## BRIEF
Rewrite the listing lines beginning at the line that has "task: provide the segmentation of the sea" and ending after the line that has "[[[0,193],[299,193],[299,74],[0,59]]]", swapping "sea water" for "seawater" and changing nothing else. Return only those lines.

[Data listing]
——————
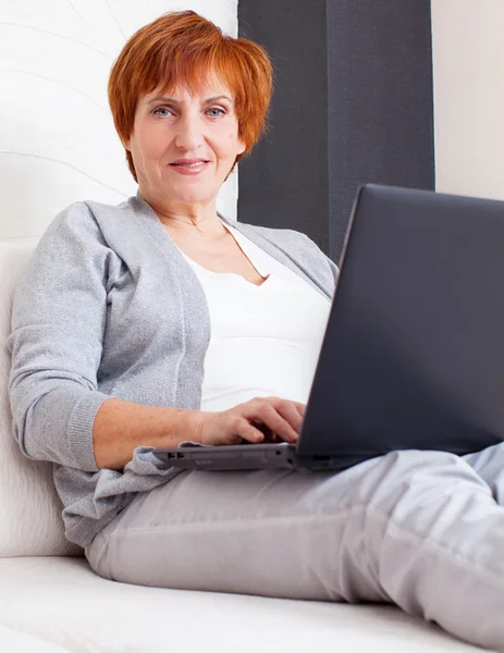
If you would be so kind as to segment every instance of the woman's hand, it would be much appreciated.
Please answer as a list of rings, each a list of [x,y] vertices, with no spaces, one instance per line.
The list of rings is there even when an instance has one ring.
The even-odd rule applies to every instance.
[[[197,442],[239,444],[296,442],[305,405],[280,397],[257,397],[222,412],[200,412]]]

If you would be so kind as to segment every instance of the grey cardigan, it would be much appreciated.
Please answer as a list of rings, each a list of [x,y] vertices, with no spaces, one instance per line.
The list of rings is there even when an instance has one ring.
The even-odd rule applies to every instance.
[[[332,296],[336,267],[307,236],[232,224]],[[177,473],[148,446],[124,471],[99,470],[102,402],[198,409],[209,340],[202,287],[139,195],[118,207],[76,202],[54,219],[16,289],[9,384],[14,436],[54,464],[70,541],[86,546],[138,492]]]

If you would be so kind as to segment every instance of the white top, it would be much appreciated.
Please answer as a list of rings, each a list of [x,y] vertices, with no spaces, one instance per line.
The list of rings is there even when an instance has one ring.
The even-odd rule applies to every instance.
[[[331,304],[304,279],[224,224],[261,276],[212,272],[184,257],[201,283],[211,337],[201,410],[226,410],[258,396],[306,404]]]

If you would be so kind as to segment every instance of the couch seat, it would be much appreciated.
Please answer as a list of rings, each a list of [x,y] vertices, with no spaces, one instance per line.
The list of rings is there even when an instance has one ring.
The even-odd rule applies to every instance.
[[[9,653],[481,651],[392,606],[142,588],[78,557],[2,558],[0,578]]]

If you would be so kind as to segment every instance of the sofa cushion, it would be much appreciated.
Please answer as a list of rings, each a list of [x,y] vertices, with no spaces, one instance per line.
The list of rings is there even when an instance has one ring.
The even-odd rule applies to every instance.
[[[74,653],[481,651],[392,606],[145,588],[83,558],[3,559],[0,578],[0,624]]]
[[[12,436],[7,337],[14,287],[33,249],[33,245],[0,242],[0,557],[82,552],[64,538],[52,466],[23,456]]]

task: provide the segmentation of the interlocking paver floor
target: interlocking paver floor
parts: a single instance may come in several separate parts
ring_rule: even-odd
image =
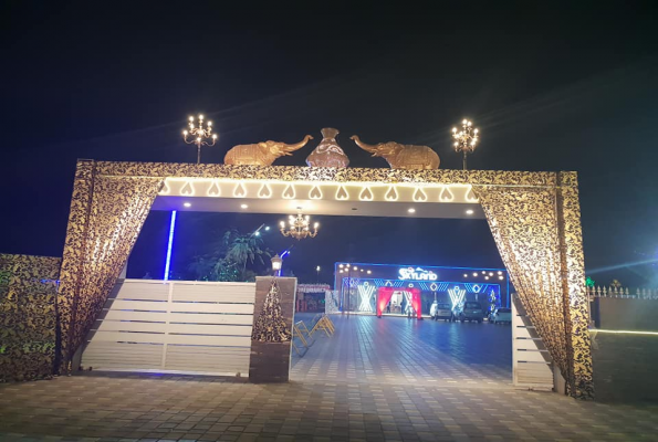
[[[499,344],[492,337],[509,327],[487,334],[493,326],[373,317],[336,318],[336,336],[318,338],[295,361],[285,385],[100,373],[2,385],[0,440],[658,439],[658,406],[511,388],[509,361],[488,360],[484,348]],[[480,352],[466,347],[451,357],[453,345]],[[460,378],[464,367],[471,371]],[[445,375],[456,382],[430,382]]]

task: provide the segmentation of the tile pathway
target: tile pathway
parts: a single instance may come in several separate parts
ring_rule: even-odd
[[[336,325],[336,336],[295,361],[286,385],[94,372],[0,385],[0,441],[658,439],[658,404],[511,388],[509,362],[485,354],[504,348],[499,337],[488,350],[509,328],[373,317]]]

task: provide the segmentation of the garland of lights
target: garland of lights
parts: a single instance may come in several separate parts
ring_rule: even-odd
[[[311,223],[311,217],[303,215],[301,210],[296,217],[290,215],[288,219],[290,224],[289,229],[285,230],[285,222],[281,221],[281,234],[283,236],[291,236],[295,240],[303,240],[304,238],[315,238],[317,235],[318,223],[313,224],[313,231],[309,228]]]

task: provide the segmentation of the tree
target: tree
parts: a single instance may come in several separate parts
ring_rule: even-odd
[[[236,229],[227,230],[211,251],[195,256],[188,271],[200,281],[255,281],[255,270],[248,264],[265,265],[272,252],[263,248],[263,240],[253,234],[241,234]]]
[[[263,240],[254,234],[240,234],[237,230],[229,230],[224,233],[223,240],[224,244],[228,244],[226,259],[242,265],[242,273],[247,270],[248,262],[264,265],[263,256],[272,256],[269,250],[261,249]]]

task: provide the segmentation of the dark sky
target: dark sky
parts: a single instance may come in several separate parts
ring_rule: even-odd
[[[75,159],[194,161],[203,112],[208,162],[333,126],[366,167],[352,134],[460,167],[467,116],[472,168],[579,172],[587,271],[658,252],[656,2],[356,3],[2,1],[0,251],[61,255]]]

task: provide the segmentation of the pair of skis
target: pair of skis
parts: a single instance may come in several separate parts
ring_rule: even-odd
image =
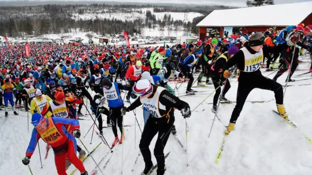
[[[275,110],[272,110],[272,111],[273,111],[273,112],[275,113],[275,114],[278,115],[280,117],[281,117],[280,114],[278,113],[278,112],[276,111]],[[292,121],[291,121],[290,120],[289,120],[289,119],[284,119],[282,118],[284,121],[285,121],[288,124],[289,124],[294,129],[296,129],[297,130],[299,131],[300,132],[301,134],[304,137],[304,138],[311,144],[312,144],[312,140],[310,138],[309,138],[309,137],[308,137],[308,136],[307,136],[305,134],[304,134],[304,133],[303,133],[302,132],[301,132],[300,130],[299,129],[299,128],[292,122]],[[214,162],[215,162],[215,163],[218,163],[219,162],[219,159],[221,158],[221,154],[222,152],[222,151],[223,150],[223,148],[224,146],[224,143],[226,141],[226,136],[223,136],[223,138],[222,139],[222,142],[221,143],[221,146],[220,147],[220,148],[219,149],[219,151],[218,151],[218,154],[217,155],[217,157],[214,161]]]

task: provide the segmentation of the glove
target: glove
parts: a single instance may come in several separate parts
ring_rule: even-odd
[[[291,39],[287,41],[287,45],[291,46],[294,45],[297,42],[300,41],[300,35],[299,34],[294,34],[291,38]]]
[[[228,70],[225,70],[223,72],[223,77],[225,78],[229,78],[231,77],[231,72]]]
[[[99,100],[99,99],[97,99],[97,100],[96,100],[96,103],[97,104],[99,104],[100,102],[101,101]]]
[[[223,86],[223,82],[221,81],[221,80],[219,80],[219,81],[217,82],[217,83],[218,84],[219,84],[219,86]]]
[[[30,159],[30,157],[26,156],[21,159],[21,162],[23,162],[23,164],[24,165],[27,165],[29,164],[29,162],[30,161],[30,160],[29,160]]]
[[[189,105],[185,105],[184,107],[181,110],[181,113],[184,119],[191,117],[191,109]]]
[[[75,131],[74,131],[74,132],[73,132],[73,134],[74,134],[74,137],[75,137],[76,138],[80,138],[80,130],[79,130],[79,129],[76,129],[75,130]]]
[[[152,71],[153,72],[153,74],[155,74],[155,73],[156,73],[156,70],[155,69],[153,69]]]
[[[129,112],[130,111],[130,110],[129,110],[129,109],[127,107],[123,107],[121,108],[121,113],[122,113],[123,115],[126,115],[126,112]]]
[[[127,86],[127,83],[126,83],[125,81],[122,80],[121,81],[121,85],[122,85],[122,86]]]

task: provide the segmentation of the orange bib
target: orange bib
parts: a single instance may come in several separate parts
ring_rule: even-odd
[[[49,117],[47,119],[49,122],[49,125],[47,129],[44,131],[38,130],[37,131],[44,142],[49,144],[53,144],[60,140],[64,136],[62,136],[57,128],[52,121],[52,118]]]

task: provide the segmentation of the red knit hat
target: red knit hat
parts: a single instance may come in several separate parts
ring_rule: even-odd
[[[56,92],[54,97],[55,98],[55,101],[57,102],[63,102],[65,100],[65,94],[61,92]]]

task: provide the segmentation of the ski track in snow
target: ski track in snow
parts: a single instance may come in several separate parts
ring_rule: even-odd
[[[302,58],[301,58],[302,59]],[[310,60],[303,59],[309,61]],[[299,69],[307,69],[310,63],[300,63]],[[300,80],[307,77],[294,77],[304,71],[297,70],[292,78]],[[263,72],[264,76],[272,73]],[[284,85],[284,81],[288,72],[279,78],[278,82]],[[275,73],[269,76],[272,78]],[[195,74],[197,76],[198,74]],[[312,80],[290,82],[288,85],[303,85],[312,83]],[[175,85],[170,82],[173,88]],[[232,88],[226,95],[231,101],[236,101],[237,87],[236,79],[231,81]],[[178,86],[179,86],[178,84]],[[196,84],[195,84],[195,85]],[[183,83],[179,88],[179,93],[185,93],[187,83]],[[211,85],[211,86],[212,85]],[[164,149],[164,154],[169,151],[171,153],[166,159],[167,170],[166,175],[308,175],[312,171],[312,145],[302,136],[304,133],[312,138],[312,121],[311,120],[311,109],[312,108],[311,97],[312,85],[292,86],[287,88],[284,105],[290,119],[300,129],[298,131],[292,128],[280,117],[272,111],[276,110],[275,100],[268,103],[254,103],[246,102],[238,119],[234,130],[226,137],[221,158],[218,164],[214,163],[218,150],[223,136],[225,125],[229,122],[235,104],[220,104],[218,116],[222,123],[216,119],[212,129],[210,138],[208,135],[214,114],[211,112],[214,95],[211,95],[205,102],[199,105],[192,113],[187,121],[189,126],[188,136],[188,154],[189,166],[186,166],[186,155],[176,139],[171,136]],[[194,96],[181,97],[182,100],[188,102],[192,110],[202,101],[209,93],[212,92],[213,88],[196,88],[198,91],[208,91],[207,93]],[[92,94],[94,95],[94,92]],[[176,93],[176,94],[177,93]],[[124,97],[124,92],[121,95]],[[253,90],[249,94],[247,101],[269,101],[274,99],[273,92],[260,89]],[[132,102],[134,102],[131,99]],[[130,105],[125,103],[125,105]],[[88,108],[90,105],[88,105]],[[202,111],[204,109],[203,111]],[[198,112],[195,112],[197,111]],[[86,113],[83,107],[82,113]],[[144,122],[142,109],[138,107],[136,117],[141,128],[143,129]],[[0,115],[0,171],[2,175],[30,174],[28,168],[21,163],[21,158],[25,156],[31,132],[33,128],[29,123],[29,132],[27,132],[27,113],[20,110],[20,115],[15,116],[9,111],[7,118],[4,117],[4,112]],[[175,113],[177,137],[185,146],[185,123],[181,113],[177,110]],[[86,115],[89,118],[89,115]],[[29,115],[30,120],[30,115]],[[93,115],[93,117],[95,117]],[[106,117],[103,117],[103,125],[106,124]],[[107,164],[104,175],[118,175],[121,174],[122,150],[123,149],[123,174],[139,175],[144,169],[144,163],[142,156],[138,159],[134,171],[131,170],[139,151],[138,144],[140,139],[140,132],[137,125],[136,126],[136,138],[135,138],[134,115],[132,112],[127,113],[124,116],[124,124],[132,126],[125,128],[124,142],[114,148],[113,155]],[[80,139],[91,151],[101,142],[97,134],[94,134],[92,143],[90,144],[92,130],[85,138],[83,136],[93,123],[92,120],[79,121],[80,123],[81,137]],[[118,129],[119,130],[119,129]],[[113,142],[114,137],[111,128],[103,129],[104,135],[110,145]],[[118,132],[120,138],[120,132]],[[154,148],[156,136],[153,140],[150,149],[152,160],[156,163],[154,156]],[[57,175],[54,160],[52,149],[46,160],[44,160],[45,155],[45,144],[40,140],[43,168],[40,165],[38,147],[31,159],[30,165],[34,175]],[[83,149],[85,149],[78,140],[78,144]],[[136,149],[135,149],[135,146]],[[102,158],[109,151],[104,144],[101,145],[92,154],[97,162]],[[107,158],[109,158],[110,155]],[[99,166],[102,168],[107,160],[104,159]],[[90,174],[96,167],[91,158],[84,162],[87,171]],[[69,174],[75,169],[73,165],[70,166],[67,172]],[[98,170],[98,174],[100,172]],[[153,175],[156,174],[154,172]],[[77,171],[75,175],[80,175]]]

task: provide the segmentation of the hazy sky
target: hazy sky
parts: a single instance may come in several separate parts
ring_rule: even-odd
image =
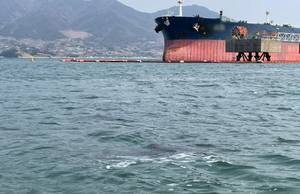
[[[118,0],[142,12],[156,12],[178,5],[178,0]],[[300,26],[300,0],[185,0],[184,5],[200,5],[235,20],[265,22],[266,11],[275,24]],[[177,13],[175,13],[177,14]],[[183,9],[184,15],[184,9]],[[201,15],[201,13],[200,13]]]

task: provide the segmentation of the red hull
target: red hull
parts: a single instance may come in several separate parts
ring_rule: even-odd
[[[165,62],[234,62],[238,53],[227,53],[225,40],[167,40]],[[300,61],[298,43],[282,43],[280,53],[270,53],[271,61]],[[254,62],[254,58],[252,59]]]

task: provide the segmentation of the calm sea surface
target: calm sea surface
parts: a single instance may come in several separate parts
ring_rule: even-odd
[[[0,193],[299,193],[300,64],[0,59]]]

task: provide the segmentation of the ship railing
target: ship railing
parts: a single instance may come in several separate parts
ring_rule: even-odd
[[[298,33],[278,32],[275,36],[265,35],[261,38],[268,40],[280,40],[283,42],[300,42],[300,34]]]

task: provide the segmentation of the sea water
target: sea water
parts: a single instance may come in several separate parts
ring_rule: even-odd
[[[0,193],[299,193],[299,74],[0,59]]]

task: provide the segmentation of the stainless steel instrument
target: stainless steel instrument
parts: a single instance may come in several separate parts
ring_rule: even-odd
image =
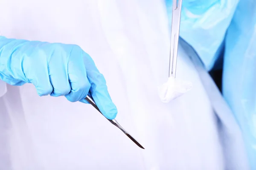
[[[177,1],[178,1],[177,5]],[[173,76],[174,78],[176,76],[182,3],[182,0],[172,0],[172,32],[171,33],[169,77]]]
[[[95,102],[91,97],[87,95],[87,96],[85,98],[85,99],[88,102],[89,102],[91,105],[92,105],[94,107],[94,108],[95,108],[99,112],[99,113],[102,113],[102,114],[103,115],[103,114],[100,111],[99,108],[96,105]],[[112,123],[112,124],[118,128],[119,129],[120,129],[123,133],[125,133],[125,135],[126,135],[127,136],[128,136],[129,138],[130,138],[132,141],[133,141],[137,145],[138,145],[138,146],[139,146],[141,148],[145,149],[145,148],[140,144],[140,143],[138,142],[137,142],[137,141],[136,141],[130,134],[129,134],[128,132],[127,132],[126,130],[125,130],[120,125],[119,125],[119,124],[116,119],[113,119],[113,120],[110,120],[108,119],[107,119],[108,120],[108,121],[110,122],[111,123]]]

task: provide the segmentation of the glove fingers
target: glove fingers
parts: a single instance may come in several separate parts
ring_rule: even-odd
[[[68,62],[67,70],[71,90],[65,96],[72,102],[85,98],[90,88],[83,62],[82,53],[79,47],[75,47],[70,53]]]
[[[117,109],[108,93],[105,79],[90,57],[85,52],[84,56],[87,77],[91,84],[90,91],[92,96],[105,117],[111,120],[115,119]]]
[[[42,64],[38,61],[32,62],[34,63],[33,65],[25,66],[24,67],[27,68],[24,73],[28,80],[35,87],[38,95],[47,96],[52,93],[53,89],[50,82],[47,68],[45,68],[47,67],[47,62],[46,60],[41,62],[45,62],[46,64]]]
[[[55,48],[51,55],[52,57],[48,70],[50,81],[53,87],[53,91],[51,96],[58,97],[67,95],[71,91],[67,71],[68,61],[65,59],[67,57],[67,56],[70,54],[67,54],[62,49],[59,49],[60,48],[63,48],[62,46],[60,46],[58,44],[55,44],[54,45]],[[59,56],[63,57],[60,57]],[[56,64],[58,63],[61,64]]]

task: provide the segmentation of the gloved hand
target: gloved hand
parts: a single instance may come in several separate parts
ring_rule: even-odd
[[[64,96],[87,103],[90,91],[108,119],[117,111],[106,81],[91,57],[79,46],[7,39],[0,36],[0,79],[14,85],[32,83],[38,94]]]

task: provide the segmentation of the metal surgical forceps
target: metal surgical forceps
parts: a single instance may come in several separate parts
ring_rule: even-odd
[[[174,78],[176,75],[182,3],[182,0],[172,0],[172,32],[171,33],[169,77],[173,76]]]

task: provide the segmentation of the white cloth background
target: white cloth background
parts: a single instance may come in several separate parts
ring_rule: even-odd
[[[145,148],[89,105],[39,97],[31,84],[8,85],[0,98],[0,115],[8,122],[0,130],[4,169],[246,169],[244,156],[226,161],[210,99],[181,47],[177,77],[193,88],[169,103],[158,96],[169,68],[163,1],[3,0],[0,16],[3,36],[76,44],[87,52],[105,77],[116,119]],[[219,93],[214,87],[212,92]],[[236,128],[229,130],[241,140],[231,121]],[[236,147],[244,151],[242,143]]]

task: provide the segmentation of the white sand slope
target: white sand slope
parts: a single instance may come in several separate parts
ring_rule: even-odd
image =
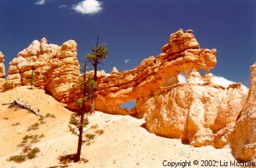
[[[29,90],[27,87],[1,93],[0,104],[17,98],[40,109],[44,115],[51,113],[56,117],[46,118],[46,123],[40,125],[38,130],[28,132],[28,127],[37,122],[38,116],[25,109],[14,111],[8,109],[8,106],[0,105],[0,167],[61,166],[58,159],[60,155],[76,152],[77,137],[70,134],[68,127],[71,112],[46,95],[44,90]],[[190,160],[191,167],[198,167],[193,165],[193,160],[221,160],[222,162],[234,160],[230,149],[216,150],[211,146],[194,148],[182,144],[179,139],[151,134],[142,127],[145,123],[143,119],[97,111],[90,116],[89,120],[90,123],[85,132],[93,133],[96,136],[90,145],[84,144],[82,148],[81,157],[88,162],[71,163],[68,167],[164,167],[164,160],[168,162]],[[16,122],[20,124],[12,125]],[[96,124],[98,125],[96,129],[90,127]],[[102,129],[104,134],[94,133],[98,129]],[[10,156],[21,152],[22,148],[17,145],[22,141],[22,137],[29,134],[45,134],[45,137],[40,142],[33,144],[33,147],[40,148],[38,157],[21,164],[6,161]],[[216,164],[220,167],[220,162]]]

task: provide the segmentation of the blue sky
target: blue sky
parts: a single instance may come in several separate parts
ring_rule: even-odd
[[[211,73],[250,85],[256,62],[255,0],[0,0],[0,51],[7,66],[34,40],[78,45],[80,60],[96,45],[109,49],[102,69],[131,69],[157,56],[171,33],[191,29],[201,48],[216,48]],[[8,68],[8,67],[7,67]]]

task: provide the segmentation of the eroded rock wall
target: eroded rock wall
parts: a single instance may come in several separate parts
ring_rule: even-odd
[[[3,87],[5,83],[5,66],[4,64],[4,55],[0,52],[0,92],[4,91],[4,87]]]
[[[143,60],[134,69],[118,73],[113,68],[108,76],[99,72],[95,109],[145,116],[150,132],[188,140],[195,146],[228,146],[246,97],[241,83],[224,88],[211,81],[216,50],[200,48],[191,30],[172,34],[161,49],[156,58]],[[10,63],[7,81],[12,87],[29,85],[33,72],[36,87],[76,110],[75,99],[82,94],[79,67],[75,41],[59,46],[44,38],[34,41]],[[179,83],[180,73],[187,83]],[[132,100],[136,106],[131,109],[120,108]]]
[[[237,118],[231,144],[234,157],[243,161],[256,160],[256,63],[250,71],[247,102]]]
[[[0,52],[0,78],[5,77],[4,55]]]
[[[29,85],[32,72],[33,85],[49,92],[55,99],[68,102],[70,88],[79,76],[76,58],[77,44],[68,41],[62,46],[47,44],[45,38],[35,40],[10,63],[6,81],[10,87]]]
[[[145,103],[147,128],[159,136],[188,140],[194,146],[228,145],[230,131],[222,132],[221,129],[236,123],[246,100],[238,85],[227,90],[207,83],[161,87]],[[230,92],[234,92],[232,98]]]
[[[162,50],[163,53],[157,58],[151,56],[134,69],[99,78],[95,109],[109,113],[141,116],[145,111],[141,108],[143,103],[161,87],[178,83],[180,73],[188,76],[201,69],[208,73],[216,63],[216,50],[200,48],[191,30],[184,32],[180,29],[172,34]],[[81,94],[75,90],[77,89],[70,90],[70,100]],[[132,100],[136,103],[134,108],[128,111],[120,108]],[[68,106],[74,108],[74,101],[68,102]]]

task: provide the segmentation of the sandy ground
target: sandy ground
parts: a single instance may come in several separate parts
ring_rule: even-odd
[[[40,125],[38,129],[27,131],[30,125],[38,122],[39,117],[26,109],[8,109],[8,105],[2,105],[16,99],[40,109],[43,115],[50,113],[56,118],[47,118],[45,123]],[[63,167],[59,157],[75,153],[77,143],[77,137],[68,130],[71,112],[64,106],[44,90],[30,90],[28,87],[0,93],[0,167]],[[97,111],[89,120],[90,123],[85,132],[96,136],[90,144],[84,144],[82,147],[81,157],[88,162],[72,162],[68,167],[164,167],[164,160],[191,161],[191,166],[186,167],[200,167],[201,160],[216,160],[216,165],[220,167],[220,162],[234,160],[230,149],[194,148],[182,144],[180,139],[151,134],[143,128],[143,119]],[[19,125],[12,125],[17,122]],[[97,128],[92,125],[97,125]],[[99,129],[104,130],[102,135],[95,133]],[[25,135],[41,134],[44,134],[45,137],[32,144],[33,148],[38,147],[41,150],[35,158],[21,164],[6,160],[10,156],[20,153],[22,148],[17,145]],[[199,165],[194,165],[194,160],[199,161]]]

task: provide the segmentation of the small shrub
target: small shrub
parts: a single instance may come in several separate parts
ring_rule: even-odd
[[[12,156],[7,160],[9,162],[13,161],[16,163],[21,163],[21,162],[25,162],[26,155],[20,155]]]
[[[45,122],[44,120],[44,117],[40,117],[38,118],[38,122],[40,122],[40,124],[43,124],[43,123],[45,123]]]
[[[89,138],[90,139],[93,139],[95,135],[93,134],[87,134],[85,136]]]
[[[95,133],[98,134],[99,135],[102,135],[104,133],[104,130],[100,129],[95,131]]]
[[[31,150],[31,146],[30,144],[26,145],[23,149],[22,149],[22,152],[23,153],[27,153],[28,151]]]
[[[42,134],[39,136],[40,138],[42,138],[42,137],[45,137],[45,136],[44,136],[44,134]]]
[[[18,144],[18,147],[22,147],[25,146],[26,143],[28,143],[28,140],[30,139],[31,143],[36,143],[40,141],[40,139],[44,137],[44,134],[42,134],[40,136],[38,135],[26,135],[23,138],[23,141],[21,141],[20,144]]]
[[[20,125],[20,123],[19,122],[17,122],[17,123],[15,123],[12,124],[12,126],[17,126],[17,125]]]
[[[31,143],[36,143],[40,141],[40,137],[38,135],[35,135],[32,137]]]
[[[8,81],[4,82],[4,85],[3,85],[3,87],[4,88],[5,90],[7,90],[8,87],[10,87],[10,84],[8,83]]]
[[[97,124],[94,124],[91,126],[91,129],[97,129],[98,128],[99,125]]]
[[[31,159],[31,158],[35,158],[36,157],[36,153],[39,153],[40,151],[40,150],[38,148],[33,148],[31,151],[30,151],[28,153],[28,155],[27,155],[28,158]]]
[[[23,141],[22,141],[23,142]],[[20,147],[23,147],[23,146],[24,146],[25,145],[26,145],[26,142],[28,142],[28,141],[26,141],[26,143],[22,143],[22,142],[21,142],[20,144],[19,144],[17,146],[17,147],[19,147],[19,148],[20,148]]]
[[[48,118],[48,117],[54,118],[56,118],[55,115],[54,114],[51,114],[51,113],[47,113],[46,114],[45,118]]]
[[[30,126],[29,127],[28,127],[27,131],[29,131],[31,130],[37,130],[39,127],[39,123],[35,123],[33,125],[32,125],[31,126]]]
[[[26,141],[26,142],[24,142],[24,143],[26,143],[28,142],[28,139],[32,139],[32,137],[33,137],[33,135],[31,135],[31,136],[26,135],[26,136],[22,138],[22,140],[23,140],[23,141]],[[23,141],[22,141],[21,143],[22,143]]]

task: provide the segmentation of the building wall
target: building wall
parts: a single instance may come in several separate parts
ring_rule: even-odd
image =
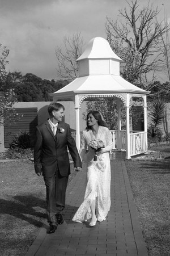
[[[14,104],[14,107],[16,108],[37,108],[38,124],[45,122],[49,115],[48,107],[51,102],[17,102]],[[65,108],[65,121],[70,124],[70,128],[76,129],[75,111],[74,104],[72,102],[60,102]],[[82,131],[86,127],[86,122],[83,120],[83,113],[86,112],[86,102],[83,102],[80,110],[80,130]],[[4,127],[0,126],[0,152],[5,150],[4,145]]]

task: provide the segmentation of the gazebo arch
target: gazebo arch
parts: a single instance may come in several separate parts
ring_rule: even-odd
[[[116,98],[118,109],[118,150],[121,150],[122,134],[125,136],[126,159],[147,150],[147,102],[148,91],[141,89],[120,75],[119,58],[112,50],[108,42],[97,37],[91,39],[84,52],[76,60],[79,77],[64,87],[50,94],[54,101],[73,101],[76,112],[76,143],[80,148],[79,110],[84,100],[94,98]],[[143,99],[144,131],[130,131],[130,102],[133,97]],[[126,108],[126,131],[121,125],[121,101]]]

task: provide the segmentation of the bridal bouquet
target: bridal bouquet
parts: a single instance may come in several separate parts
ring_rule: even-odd
[[[99,152],[101,148],[104,148],[104,144],[101,140],[92,140],[90,141],[89,146],[95,150],[95,153]],[[97,161],[97,156],[95,154],[94,161]]]

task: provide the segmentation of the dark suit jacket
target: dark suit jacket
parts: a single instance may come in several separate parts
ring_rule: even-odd
[[[65,129],[63,133],[60,131]],[[70,125],[58,123],[57,133],[54,136],[48,121],[36,127],[36,140],[34,150],[34,163],[36,173],[42,171],[45,177],[52,176],[58,165],[62,177],[70,174],[67,147],[74,161],[74,167],[82,167],[75,141],[71,136]]]

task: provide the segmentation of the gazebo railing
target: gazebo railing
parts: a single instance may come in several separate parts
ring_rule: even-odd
——————
## THE COMPLETED TASK
task: provide the segmentation of the seawater
target: seawater
parts: a single instance may come in several separate parts
ring_rule: even-odd
[[[0,193],[299,193],[299,74],[0,59]]]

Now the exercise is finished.